(Objetivo): Entrega todas las líneas del listado siguiente como una lista JSON de cadenas, una cadena por línea. Omite las líneas en blanco.
____ Registros de datos
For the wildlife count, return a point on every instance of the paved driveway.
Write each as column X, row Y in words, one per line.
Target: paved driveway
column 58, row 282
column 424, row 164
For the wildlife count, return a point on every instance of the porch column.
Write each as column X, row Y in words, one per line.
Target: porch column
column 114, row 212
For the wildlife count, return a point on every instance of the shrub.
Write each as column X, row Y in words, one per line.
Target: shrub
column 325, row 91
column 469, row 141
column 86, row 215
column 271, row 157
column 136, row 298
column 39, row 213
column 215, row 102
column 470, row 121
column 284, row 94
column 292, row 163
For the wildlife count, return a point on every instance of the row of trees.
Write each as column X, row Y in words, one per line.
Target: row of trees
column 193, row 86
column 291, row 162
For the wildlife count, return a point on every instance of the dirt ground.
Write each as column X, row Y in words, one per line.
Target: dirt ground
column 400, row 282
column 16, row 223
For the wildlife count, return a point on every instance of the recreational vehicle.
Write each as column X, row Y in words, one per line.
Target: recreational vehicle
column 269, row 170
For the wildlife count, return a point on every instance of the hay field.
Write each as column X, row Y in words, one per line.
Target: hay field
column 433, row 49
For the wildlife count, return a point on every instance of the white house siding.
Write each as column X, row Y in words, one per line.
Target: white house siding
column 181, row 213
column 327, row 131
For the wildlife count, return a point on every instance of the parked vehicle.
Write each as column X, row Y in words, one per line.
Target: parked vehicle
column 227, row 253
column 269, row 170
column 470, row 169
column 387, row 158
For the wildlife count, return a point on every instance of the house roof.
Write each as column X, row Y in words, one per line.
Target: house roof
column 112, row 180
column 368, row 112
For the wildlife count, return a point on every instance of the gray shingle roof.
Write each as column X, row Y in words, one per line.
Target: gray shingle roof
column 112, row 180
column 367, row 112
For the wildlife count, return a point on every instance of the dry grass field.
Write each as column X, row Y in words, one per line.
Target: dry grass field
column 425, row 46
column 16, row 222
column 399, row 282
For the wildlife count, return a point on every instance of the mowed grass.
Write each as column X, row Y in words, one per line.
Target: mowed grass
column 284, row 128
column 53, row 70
________
(Resultado):
[
  "For the wildlife count, return a point on every instance of the paved driveway.",
  "Write each as column X, row Y in words, one per line.",
  "Target: paved driveway",
  "column 58, row 282",
  "column 424, row 164",
  "For the wildlife count, return a point on every instance of the porch column.",
  "Write each as column X, row Y in words, one per line.",
  "Target: porch column",
  "column 114, row 212",
  "For the wildlife count, return a point on every instance of the shrub.",
  "Write each as column X, row Y in words, one per line.",
  "Target: shrub",
  "column 325, row 91",
  "column 469, row 141",
  "column 86, row 215",
  "column 271, row 157",
  "column 136, row 298",
  "column 39, row 213",
  "column 215, row 102",
  "column 470, row 121",
  "column 284, row 94",
  "column 292, row 163",
  "For the wildlife count, return a point on every instance of the row of trees.",
  "Write each as column X, row Y in words, one per line.",
  "Target: row of trees",
  "column 193, row 86",
  "column 291, row 162",
  "For the wildlife count, return a point on every instance of the dirt ground.",
  "Write each as column X, row Y in words, one per line.",
  "Target: dirt ground",
  "column 400, row 282",
  "column 16, row 223",
  "For the wildlife count, return a point on every instance of the recreational vehicle.",
  "Write each as column X, row Y in words, one per line.",
  "Target: recreational vehicle",
  "column 269, row 170",
  "For the wildlife count, return a point on every instance of the hay field.",
  "Write each as column X, row Y in words, one per line.",
  "Target: hay field",
  "column 433, row 49",
  "For the wildlife count, return a point on every instance of the white house siding.",
  "Write each as column X, row Y in words, one per line.",
  "Target: white house siding",
  "column 181, row 213",
  "column 327, row 131",
  "For the wildlife count, return a point on every instance of the parked vehicle.",
  "Write each as column X, row Y in words, one per line.",
  "Target: parked vehicle",
  "column 227, row 253",
  "column 269, row 170",
  "column 470, row 169",
  "column 387, row 158",
  "For the wildlife count, return a point on every instance of the house roof.",
  "Write each as column X, row Y in words, one per line.",
  "Target: house roof",
  "column 112, row 180",
  "column 368, row 112",
  "For the wildlife count, return a point on every instance of the gray shingle roof.",
  "Write each as column X, row Y in words, one per line.",
  "Target: gray shingle roof",
  "column 112, row 180",
  "column 367, row 112",
  "For the wildlife count, return a point on every instance of the dry grass field.",
  "Write each as column X, row Y in words, one per line.",
  "Target: dry grass field",
  "column 425, row 46",
  "column 16, row 222",
  "column 399, row 282",
  "For the wildlife count, return a point on every instance of the mowed grass.",
  "Write each as column X, row Y in words, one per line.",
  "Target: mowed grass",
  "column 284, row 128",
  "column 53, row 70"
]